## WHAT THIS TASK INVOLVES:
Decide whether each statement below agrees with the forum thread about Kafka ACLs. Answer yes or no, and quote the words from the thread that settle it.
(a) Broker logs in MSK can be sent to an S3 bucket.
(b) larsbrekken's scripts define the Cluster resource type.
(c) According to azhurbilo, AWS MSK Kafka sets allow.everyone.if.no.acl.found to false by default.

## TEXT TO READ:

Thanks a lot @larsbrekken Much appreciated. Do you know if this is required as well ?

resource "kafka_acl" "admin_cluster" {
  resource_name       = "*"
  resource_type       = "Cluster"
  acl_principal       = "User:CN=admin-user"
  acl_operation       = "All"
  acl_permission_type = "Allow"
  acl_host            = "*"
}

When I try to add it to MSK cluster I get:

kafka_acl.admin_cluster: Creating...

Error: kafka server: This most likely occurs because of a request being malformed by the client library or the message was sent to an incompatible broker. See the broker logs for more details.

  on main.tf line 67, in resource "kafka_acl" "admin_cluster":
  67: resource "kafka_acl" "admin_cluster" {


Constantin07 avatar Mar 20 '20 17:03 Constantin07

@Constantin07 Sorry, I'm not familiar with the Cluster resource type. I searched our scripts and we're not defining that anywhere.

In case you missed it, broker logs are available in MSK now (you can e.g. direct them to an S3 bucket). Perhaps reviewing those would give you enough information to resolve the issue.

larsbrekken avatar Mar 23 '20 21:03 larsbrekken

Thanks @larsbrekken

Constantin07 avatar Mar 23 '20 23:03 Constantin07

I'm not familiar with the Cluster resource type

If you don't add Cluster ACL, all other ACLs are useless as any principal could connect and change ACLs via Kafka admin cluster API (as AWS MSK Kafka allow.everyone.if.no.acl.found == true by default)

@Mongey am I right?

azhurbilo avatar Aug 15 '20 00:08 azhurbilo

Thanks a lot @larsbrekken Much appreciated. Do you know if this is required as well ?

## STORED DATA:

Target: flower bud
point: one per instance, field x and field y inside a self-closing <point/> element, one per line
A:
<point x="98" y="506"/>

## OUTPUT:
(a) Yes: "broker logs are available in MSK now (you can e.g. direct them to an S3 bucket)"
(b) No: "I searched our scripts and we're not defining that anywhere."
(c) No: "AWS MSK Kafka allow.everyone.if.no.acl.found == true by default"